***** Extracted material

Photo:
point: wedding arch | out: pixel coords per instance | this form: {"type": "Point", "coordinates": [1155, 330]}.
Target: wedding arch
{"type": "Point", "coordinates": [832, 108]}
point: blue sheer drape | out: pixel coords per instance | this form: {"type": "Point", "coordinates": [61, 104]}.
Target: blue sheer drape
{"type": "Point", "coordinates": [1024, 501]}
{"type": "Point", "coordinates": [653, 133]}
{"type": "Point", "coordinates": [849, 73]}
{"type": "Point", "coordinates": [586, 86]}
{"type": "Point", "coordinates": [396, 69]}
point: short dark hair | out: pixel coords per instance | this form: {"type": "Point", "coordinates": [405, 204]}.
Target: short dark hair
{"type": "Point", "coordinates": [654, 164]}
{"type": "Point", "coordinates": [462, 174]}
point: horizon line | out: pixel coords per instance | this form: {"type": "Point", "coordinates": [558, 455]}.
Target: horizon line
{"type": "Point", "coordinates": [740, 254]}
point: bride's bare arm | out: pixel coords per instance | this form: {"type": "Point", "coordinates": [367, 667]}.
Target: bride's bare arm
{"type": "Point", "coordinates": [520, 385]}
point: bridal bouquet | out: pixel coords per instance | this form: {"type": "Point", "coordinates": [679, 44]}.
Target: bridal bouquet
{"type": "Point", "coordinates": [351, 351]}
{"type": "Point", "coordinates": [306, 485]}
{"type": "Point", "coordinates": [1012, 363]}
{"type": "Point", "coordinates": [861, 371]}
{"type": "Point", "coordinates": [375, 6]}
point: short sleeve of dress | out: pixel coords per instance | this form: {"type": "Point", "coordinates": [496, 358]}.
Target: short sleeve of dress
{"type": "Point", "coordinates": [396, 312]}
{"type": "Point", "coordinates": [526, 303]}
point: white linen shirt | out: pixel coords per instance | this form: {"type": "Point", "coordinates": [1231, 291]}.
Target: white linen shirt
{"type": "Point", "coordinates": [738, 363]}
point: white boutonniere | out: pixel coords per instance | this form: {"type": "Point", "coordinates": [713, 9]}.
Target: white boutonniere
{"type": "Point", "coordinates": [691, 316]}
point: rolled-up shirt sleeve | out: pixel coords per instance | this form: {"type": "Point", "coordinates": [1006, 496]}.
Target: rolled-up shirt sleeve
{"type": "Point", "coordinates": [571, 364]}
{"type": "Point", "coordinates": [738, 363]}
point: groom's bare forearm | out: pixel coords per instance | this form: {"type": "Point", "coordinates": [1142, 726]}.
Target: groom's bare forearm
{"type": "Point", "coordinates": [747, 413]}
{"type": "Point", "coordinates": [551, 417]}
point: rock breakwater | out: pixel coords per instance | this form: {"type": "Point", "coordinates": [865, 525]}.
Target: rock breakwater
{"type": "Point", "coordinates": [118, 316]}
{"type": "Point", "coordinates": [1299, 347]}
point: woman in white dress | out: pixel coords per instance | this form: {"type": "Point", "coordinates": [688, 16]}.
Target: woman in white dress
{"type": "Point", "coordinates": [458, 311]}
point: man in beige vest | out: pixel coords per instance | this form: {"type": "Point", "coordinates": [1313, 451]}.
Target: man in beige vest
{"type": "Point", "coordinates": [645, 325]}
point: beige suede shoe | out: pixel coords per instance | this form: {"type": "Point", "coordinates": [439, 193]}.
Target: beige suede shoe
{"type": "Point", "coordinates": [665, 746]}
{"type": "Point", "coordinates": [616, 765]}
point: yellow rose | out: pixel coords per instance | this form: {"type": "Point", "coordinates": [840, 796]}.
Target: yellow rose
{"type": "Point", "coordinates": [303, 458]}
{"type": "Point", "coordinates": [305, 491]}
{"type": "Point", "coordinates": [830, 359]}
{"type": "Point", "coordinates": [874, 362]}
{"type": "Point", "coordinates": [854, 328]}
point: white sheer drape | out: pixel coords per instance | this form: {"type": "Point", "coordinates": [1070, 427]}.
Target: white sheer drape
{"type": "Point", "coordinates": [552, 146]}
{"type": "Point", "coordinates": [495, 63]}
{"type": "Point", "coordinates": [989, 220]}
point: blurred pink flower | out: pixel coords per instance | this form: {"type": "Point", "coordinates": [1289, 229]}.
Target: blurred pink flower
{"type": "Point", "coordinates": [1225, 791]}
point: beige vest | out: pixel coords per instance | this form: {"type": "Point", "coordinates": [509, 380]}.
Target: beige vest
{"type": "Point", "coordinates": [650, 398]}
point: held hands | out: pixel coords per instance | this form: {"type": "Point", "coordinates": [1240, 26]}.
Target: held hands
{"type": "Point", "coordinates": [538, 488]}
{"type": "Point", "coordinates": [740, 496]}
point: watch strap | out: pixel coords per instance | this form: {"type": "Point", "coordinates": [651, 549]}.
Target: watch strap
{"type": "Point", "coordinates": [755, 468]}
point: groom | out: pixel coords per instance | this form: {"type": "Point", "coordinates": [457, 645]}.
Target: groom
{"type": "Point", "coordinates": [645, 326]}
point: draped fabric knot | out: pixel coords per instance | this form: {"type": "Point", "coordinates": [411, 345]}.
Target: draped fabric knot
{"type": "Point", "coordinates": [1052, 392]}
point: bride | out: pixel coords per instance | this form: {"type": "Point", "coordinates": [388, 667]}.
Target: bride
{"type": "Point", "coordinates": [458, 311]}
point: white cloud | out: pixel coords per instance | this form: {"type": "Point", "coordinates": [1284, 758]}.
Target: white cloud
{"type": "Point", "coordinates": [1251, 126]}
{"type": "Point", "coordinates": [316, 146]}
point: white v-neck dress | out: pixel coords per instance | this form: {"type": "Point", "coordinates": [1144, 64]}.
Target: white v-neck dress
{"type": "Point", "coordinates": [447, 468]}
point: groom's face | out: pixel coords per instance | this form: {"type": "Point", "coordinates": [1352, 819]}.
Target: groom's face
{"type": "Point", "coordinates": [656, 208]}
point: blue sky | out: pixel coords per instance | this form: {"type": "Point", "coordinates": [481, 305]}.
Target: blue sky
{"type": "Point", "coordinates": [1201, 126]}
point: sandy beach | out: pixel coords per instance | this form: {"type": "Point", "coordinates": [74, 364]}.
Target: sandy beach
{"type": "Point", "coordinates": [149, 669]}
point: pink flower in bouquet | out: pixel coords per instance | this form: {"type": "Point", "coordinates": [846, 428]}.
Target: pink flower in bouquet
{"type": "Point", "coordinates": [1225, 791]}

**********

Task description —
Reproduce all of the data above, exactly and without omission.

Response —
Photo:
point: wedding arch | out: pixel coords per instance | this form: {"type": "Point", "coordinates": [1155, 330]}.
Target: wedding arch
{"type": "Point", "coordinates": [832, 108]}
point: blue sheer drape | out: pixel coords per instance | this form: {"type": "Point", "coordinates": [61, 104]}.
Target: blue sheer drape
{"type": "Point", "coordinates": [1024, 501]}
{"type": "Point", "coordinates": [653, 133]}
{"type": "Point", "coordinates": [849, 73]}
{"type": "Point", "coordinates": [586, 86]}
{"type": "Point", "coordinates": [396, 69]}
point: short dark hair | out: pixel coords per instance | this form: {"type": "Point", "coordinates": [405, 204]}.
Target: short dark hair
{"type": "Point", "coordinates": [654, 164]}
{"type": "Point", "coordinates": [462, 174]}
point: horizon line | out: pixel coords per instance | this form: {"type": "Point", "coordinates": [558, 455]}.
Target: horizon line
{"type": "Point", "coordinates": [740, 254]}
point: bride's bare arm | out: pixel coords per instance | this form: {"type": "Point", "coordinates": [367, 667]}.
Target: bride's bare arm
{"type": "Point", "coordinates": [520, 385]}
point: bridal bouquet | out: pixel coords per instance | this form: {"type": "Point", "coordinates": [679, 44]}.
Target: bridal bouquet
{"type": "Point", "coordinates": [351, 351]}
{"type": "Point", "coordinates": [306, 485]}
{"type": "Point", "coordinates": [1012, 363]}
{"type": "Point", "coordinates": [861, 371]}
{"type": "Point", "coordinates": [375, 6]}
point: short sleeve of dress | out: pixel coords per instance | this form: {"type": "Point", "coordinates": [496, 358]}.
Target: short sleeve of dress
{"type": "Point", "coordinates": [396, 312]}
{"type": "Point", "coordinates": [526, 303]}
point: white linen shirt | out: pixel coords per instance | this form: {"type": "Point", "coordinates": [1231, 291]}.
Target: white linen shirt
{"type": "Point", "coordinates": [738, 363]}
point: white boutonniere | out: pixel coords per instance | this form: {"type": "Point", "coordinates": [713, 9]}.
Target: white boutonniere
{"type": "Point", "coordinates": [691, 316]}
point: rolled-up shirt sleeve | out: pixel coords per instance | this form: {"type": "Point", "coordinates": [1006, 496]}.
Target: rolled-up shirt sleeve
{"type": "Point", "coordinates": [571, 364]}
{"type": "Point", "coordinates": [738, 363]}
point: groom's bare forearm | out: pixel coords per instance | this form: {"type": "Point", "coordinates": [1142, 726]}.
Target: groom's bare forearm
{"type": "Point", "coordinates": [747, 413]}
{"type": "Point", "coordinates": [551, 417]}
point: rock breakwater | out: pixel coords per instance | this form: {"type": "Point", "coordinates": [865, 525]}.
Target: rock breakwater
{"type": "Point", "coordinates": [118, 316]}
{"type": "Point", "coordinates": [1299, 347]}
point: woman in white dress | out: pixel coords per instance | this form: {"type": "Point", "coordinates": [688, 16]}.
Target: woman in white dress
{"type": "Point", "coordinates": [458, 311]}
point: man in beige vest | out: pixel coords per instance | this form: {"type": "Point", "coordinates": [1313, 451]}.
Target: man in beige vest
{"type": "Point", "coordinates": [645, 325]}
point: beige suede shoe | out: pixel coords per instance | this form: {"type": "Point", "coordinates": [439, 193]}.
Target: beige suede shoe
{"type": "Point", "coordinates": [665, 746]}
{"type": "Point", "coordinates": [616, 765]}
point: yellow rose | out: pixel coords per instance | this form: {"type": "Point", "coordinates": [840, 796]}.
Target: yellow rose
{"type": "Point", "coordinates": [303, 458]}
{"type": "Point", "coordinates": [305, 491]}
{"type": "Point", "coordinates": [830, 359]}
{"type": "Point", "coordinates": [874, 362]}
{"type": "Point", "coordinates": [854, 328]}
point: white sheer drape | out: pixel coords per instance | this form: {"type": "Point", "coordinates": [1070, 427]}.
Target: white sheer drape
{"type": "Point", "coordinates": [552, 146]}
{"type": "Point", "coordinates": [495, 63]}
{"type": "Point", "coordinates": [989, 220]}
point: blurred pink flower | out: pixel coords per instance | this form: {"type": "Point", "coordinates": [1289, 229]}.
Target: blurred pink flower
{"type": "Point", "coordinates": [1225, 791]}
point: beige vest | out: pixel coords per instance | this form: {"type": "Point", "coordinates": [509, 380]}.
Target: beige vest
{"type": "Point", "coordinates": [650, 398]}
point: held hands | out: pixel coords per instance | this form: {"type": "Point", "coordinates": [1240, 26]}.
Target: held hands
{"type": "Point", "coordinates": [538, 488]}
{"type": "Point", "coordinates": [740, 496]}
point: watch strap | out: pixel coords per instance | this form: {"type": "Point", "coordinates": [651, 549]}.
Target: watch strap
{"type": "Point", "coordinates": [755, 468]}
point: groom | out: pixel coords per instance | this form: {"type": "Point", "coordinates": [457, 645]}.
Target: groom
{"type": "Point", "coordinates": [645, 326]}
point: draped fabric knot | out: pixel coords per instance | this form: {"type": "Point", "coordinates": [411, 345]}.
Target: draped fabric knot
{"type": "Point", "coordinates": [1052, 392]}
point: bride | out: pixel coords per instance | this form: {"type": "Point", "coordinates": [388, 667]}.
Target: bride
{"type": "Point", "coordinates": [458, 311]}
point: white cloud | out: pixel coords per instance | this form: {"type": "Point", "coordinates": [1284, 758]}.
Target: white cloud
{"type": "Point", "coordinates": [1251, 126]}
{"type": "Point", "coordinates": [316, 146]}
point: white v-neck dress | out: pixel coords per instance | this form: {"type": "Point", "coordinates": [1144, 64]}.
Target: white v-neck dress
{"type": "Point", "coordinates": [447, 468]}
point: groom's face | out: pixel coords per instance | this form: {"type": "Point", "coordinates": [1352, 819]}.
Target: groom's face
{"type": "Point", "coordinates": [656, 208]}
point: blue sky | out: pixel coords per instance | this form: {"type": "Point", "coordinates": [481, 305]}.
Target: blue sky
{"type": "Point", "coordinates": [1201, 126]}
point: sandy beach | out: pixel coords per instance | this form: {"type": "Point", "coordinates": [74, 364]}.
Target: sandy beach
{"type": "Point", "coordinates": [149, 669]}
point: pink flower in bouquet | out: pixel coords per instance | this form: {"type": "Point", "coordinates": [846, 428]}.
Target: pink flower in bouquet
{"type": "Point", "coordinates": [1225, 791]}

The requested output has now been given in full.